**Saved entries**
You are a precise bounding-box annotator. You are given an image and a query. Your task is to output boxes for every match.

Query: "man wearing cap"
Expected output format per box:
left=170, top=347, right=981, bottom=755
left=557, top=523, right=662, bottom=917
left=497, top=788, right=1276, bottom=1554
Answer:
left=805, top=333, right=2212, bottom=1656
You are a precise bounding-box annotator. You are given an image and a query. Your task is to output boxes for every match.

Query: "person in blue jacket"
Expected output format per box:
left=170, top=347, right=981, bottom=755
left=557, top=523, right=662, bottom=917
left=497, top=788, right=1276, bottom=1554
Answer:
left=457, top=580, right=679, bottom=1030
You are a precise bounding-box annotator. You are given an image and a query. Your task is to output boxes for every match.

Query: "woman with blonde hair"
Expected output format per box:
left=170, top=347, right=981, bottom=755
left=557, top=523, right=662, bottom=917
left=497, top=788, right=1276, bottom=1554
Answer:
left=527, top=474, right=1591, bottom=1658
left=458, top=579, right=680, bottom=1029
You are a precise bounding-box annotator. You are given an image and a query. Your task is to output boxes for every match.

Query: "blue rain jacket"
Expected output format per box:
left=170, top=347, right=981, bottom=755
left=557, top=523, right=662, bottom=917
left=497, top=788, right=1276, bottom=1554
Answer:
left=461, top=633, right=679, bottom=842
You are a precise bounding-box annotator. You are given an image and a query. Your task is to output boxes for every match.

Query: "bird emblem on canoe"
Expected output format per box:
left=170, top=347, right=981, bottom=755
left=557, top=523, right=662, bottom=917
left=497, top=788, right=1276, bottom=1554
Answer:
--
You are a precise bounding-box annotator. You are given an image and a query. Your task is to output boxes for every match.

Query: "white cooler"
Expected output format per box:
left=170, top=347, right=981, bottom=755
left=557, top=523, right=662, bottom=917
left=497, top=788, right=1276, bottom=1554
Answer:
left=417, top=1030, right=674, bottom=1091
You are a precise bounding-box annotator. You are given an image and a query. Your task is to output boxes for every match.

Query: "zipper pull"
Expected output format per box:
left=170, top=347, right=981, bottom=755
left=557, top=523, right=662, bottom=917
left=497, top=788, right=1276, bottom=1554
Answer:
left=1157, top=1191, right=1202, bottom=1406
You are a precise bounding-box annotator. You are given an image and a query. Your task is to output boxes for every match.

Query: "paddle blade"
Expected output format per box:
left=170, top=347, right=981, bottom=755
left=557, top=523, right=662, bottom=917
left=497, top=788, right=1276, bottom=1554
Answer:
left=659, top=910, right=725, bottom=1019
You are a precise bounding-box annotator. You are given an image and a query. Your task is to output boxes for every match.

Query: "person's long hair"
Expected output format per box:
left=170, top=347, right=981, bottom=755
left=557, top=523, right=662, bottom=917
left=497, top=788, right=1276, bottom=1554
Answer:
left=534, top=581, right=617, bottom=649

**WHAT IS BEING ASKED**
Every line with "hair" in it should be copied from the entries.

**SOLUTION TO THIS PROBLEM**
Query: "woman with blonde hair"
Query: "person's long hair"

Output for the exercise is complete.